→ **Problem set**
- A) Using the Desperados review, answer these questions:
(i) How many desperado cards are there?
(ii) How many mine cards of each color does the deck hold?
(iii) In Mille Bornes, which card must players have before they can travel kilometer 1?
- B) Translate this sentence from the Desperados review into Spanish: "In actual game play, there isn't a lot of working together."

On each turn, players can either choose to draw a new card from the deck, pass a card (face down) to their partner, or play a card onto the table. The round ends when the deck is exhausted, with any mine still open not scoring any points at all.
Desperados is a simple game, although it contains more depth than you might think from just a glance at the rules. As in Bridge (or Hearts) the limited nature of the cards lends itself to card counting being an important skill to develop. With only twelve desperado cards (each with a unique value), players can tell which numbers remain to be played. Lower-valued cards can grow in utility once higher valued cards have already been exhausted, and players’ strategies can change significantly from turn to turn according to the changing odds of certain cards still being either in the deck or in opponents’ hands.
Desperados has interesting ideas and we did have fun with it, but a few weaknesses prevent the game from being a true success. Some analysis of these:
The “Green Light” problem: In the classic game Mille Bornes, players race to travel great distances to score points. Before they can travel kilometer 1, though, they have to have a “Roll!” card (a green light) in order to start moving at all. If opposing players throw hazards in their path, players have to find a specific solution card and then another green light to start moving again. If players don’t have exactly the right card for their situation – a frequent occurrence – a frustrating stalemate can be created, where players end up drawing and discarding, turn after turn, looking for the card they need to start playing the game again.
Desperados has a similar ‘critical path’ problem: Players first have to play a mine card in order to play chests, which also have to match color. There are only three mine cards of each color in the deck, so it’s quite possible (and it happened frequently in our play sessions) that players end up with a handful of colored chest cards that they can’t play because they don’t have the appropriately colored mine. Mines also need to be completed with a “close” card or else they don’t score points at all – another situational requirement where an unlucky series of draws can cripple a player or team’s chance of success.
Passing Cards: Having Desperados be a team game with partners may be an idea that sounds better in theory than in practice. In actual game play, there isn’t a lot of working together. (Players are, in fact, forbidden from discussing strategy or cards they hold directly with each other.)
While a player can pass a card to his partner, our play group had a tough time imagining a realistic situation where that would be a useful move, given that passing takes your entire turn. (You wouldn’t pass your partner a gold chest card, for example, even if you had a gold mine card you were preparing to play, because it takes your turn to do so. Playing the mine, then waiting for your next turn to play the chest yourself is still more efficient than passing the chest, then having to wait a turn to open the mine.)

→ **Data provided**

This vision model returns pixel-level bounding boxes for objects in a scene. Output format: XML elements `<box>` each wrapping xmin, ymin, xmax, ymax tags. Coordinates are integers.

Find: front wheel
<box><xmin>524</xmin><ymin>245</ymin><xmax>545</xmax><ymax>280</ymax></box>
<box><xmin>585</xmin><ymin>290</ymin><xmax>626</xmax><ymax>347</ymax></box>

→ **Answers to each task**
- A)
(i) Twelve.
(ii) Three.
(iii) A "Roll!" card (a green light).

- B) En las partidas reales, no hay mucho trabajo en equipo.